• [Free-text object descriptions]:
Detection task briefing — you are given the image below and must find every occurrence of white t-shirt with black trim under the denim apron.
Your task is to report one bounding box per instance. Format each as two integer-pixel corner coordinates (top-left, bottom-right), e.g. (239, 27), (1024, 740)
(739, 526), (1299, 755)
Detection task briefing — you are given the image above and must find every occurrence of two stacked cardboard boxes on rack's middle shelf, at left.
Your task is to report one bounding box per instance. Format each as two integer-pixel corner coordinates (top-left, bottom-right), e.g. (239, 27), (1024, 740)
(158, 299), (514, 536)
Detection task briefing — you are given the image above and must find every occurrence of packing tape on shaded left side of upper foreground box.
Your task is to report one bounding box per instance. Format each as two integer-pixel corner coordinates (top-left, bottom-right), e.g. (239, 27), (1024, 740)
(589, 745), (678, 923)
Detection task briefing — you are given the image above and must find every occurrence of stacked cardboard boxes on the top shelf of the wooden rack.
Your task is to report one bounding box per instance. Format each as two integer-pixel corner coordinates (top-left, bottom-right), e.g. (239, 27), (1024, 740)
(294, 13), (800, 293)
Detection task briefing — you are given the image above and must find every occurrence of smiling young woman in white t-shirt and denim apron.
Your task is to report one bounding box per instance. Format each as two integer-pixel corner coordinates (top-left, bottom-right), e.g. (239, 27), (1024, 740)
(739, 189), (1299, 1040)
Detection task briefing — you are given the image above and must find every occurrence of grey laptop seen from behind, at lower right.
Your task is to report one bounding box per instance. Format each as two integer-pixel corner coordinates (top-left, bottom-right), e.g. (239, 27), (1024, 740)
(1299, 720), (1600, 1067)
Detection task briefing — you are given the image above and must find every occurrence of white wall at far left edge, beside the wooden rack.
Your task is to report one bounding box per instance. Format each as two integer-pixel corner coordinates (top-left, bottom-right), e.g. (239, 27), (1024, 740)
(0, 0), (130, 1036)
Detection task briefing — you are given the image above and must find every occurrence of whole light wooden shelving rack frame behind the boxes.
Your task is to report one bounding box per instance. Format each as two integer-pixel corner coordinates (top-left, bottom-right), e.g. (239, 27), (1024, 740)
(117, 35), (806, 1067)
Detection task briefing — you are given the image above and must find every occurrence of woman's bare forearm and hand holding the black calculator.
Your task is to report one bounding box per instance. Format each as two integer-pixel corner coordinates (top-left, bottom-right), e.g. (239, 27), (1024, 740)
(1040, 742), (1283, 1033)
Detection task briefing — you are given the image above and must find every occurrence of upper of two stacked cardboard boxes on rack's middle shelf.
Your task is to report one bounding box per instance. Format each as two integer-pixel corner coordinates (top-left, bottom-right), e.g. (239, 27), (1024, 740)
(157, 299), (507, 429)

• [About this task]: Reproduce the entries above in full, exactly as they read.

• [Answer below]:
Detection task briefing — you are given the image below and must find every occurrence of white t-shirt with black trim under the denim apron.
Your task is to report one bounding box per instance. Format each as two integer-pixel corner coordinates (top-left, bottom-right), e.g. (239, 27), (1024, 740)
(739, 526), (1299, 755)
Detection task briefing — you are given the image above and must find every occurrence of two stacked cardboard boxes on rack's middle shelf, at left.
Your task is to report one bounding box per instance. Format each as two integer-pixel corner coordinates (top-left, bottom-right), e.g. (239, 27), (1024, 740)
(158, 299), (514, 536)
Detection task briefing — you are given the image above and must find every occurrence of packing tape on shaded left side of upper foreground box.
Your task is to report one bounding box per instance. Format each as two integer-pixel corner coordinates (top-left, bottom-right), e.g. (239, 27), (1024, 740)
(589, 745), (678, 923)
Detection task briefing — you are given the image above and must find every occurrence of stacked cardboard boxes on the top shelf of the wooden rack.
Your task is to report one bounding box per instance. Format each as two integer-pixel corner coordinates (top-left, bottom-right), e.g. (239, 27), (1024, 740)
(294, 13), (800, 293)
Detection task briefing — you are given the image above and must find every occurrence of smiling young woman in white t-shirt and denim apron.
Your task is to report one bounding box per instance. Format each as two integer-pixel corner coordinates (top-left, bottom-right), e.g. (239, 27), (1024, 740)
(739, 189), (1299, 1040)
Detection task briefing — you are given the image above and must find every occurrence of grey laptop seen from behind, at lower right.
Your task is to report one bounding box per instance. Format each as two integer-pixel corner coordinates (top-left, bottom-right), e.g. (239, 27), (1024, 740)
(1299, 720), (1600, 1067)
Detection task briefing — you are given the image above and must find every occurrence of white wall at far left edge, beside the wooden rack.
Your task is to report one bounding box per instance. Format each as two integer-pixel corner coordinates (top-left, bottom-right), e.g. (239, 27), (1024, 740)
(0, 0), (130, 1036)
Detection task briefing — you are given the image above and must find every occurrence of whole light wooden shelving rack frame behind the boxes.
Your task is to report one bounding box per instance. Format each as two integer-pixel corner coordinates (top-left, bottom-right), e.g. (239, 27), (1024, 740)
(117, 35), (806, 1067)
Detection task briefing — you are given the image above and must find every occurrence of woman's bare forearm and hand holding the black calculator.
Your task is to report one bounding box per instance. Format each as two integer-pixel corner coordinates (top-left, bottom-right), e.g. (239, 27), (1024, 740)
(1040, 742), (1283, 1033)
Detection task briefing — you are given the image above and must find every occurrence of upper of two stacked cardboard boxes on rack's middle shelf.
Your task is to report one bounding box per instance. Format each as two integer-pixel corner coordinates (top-left, bottom-right), e.g. (239, 27), (1024, 740)
(157, 299), (507, 429)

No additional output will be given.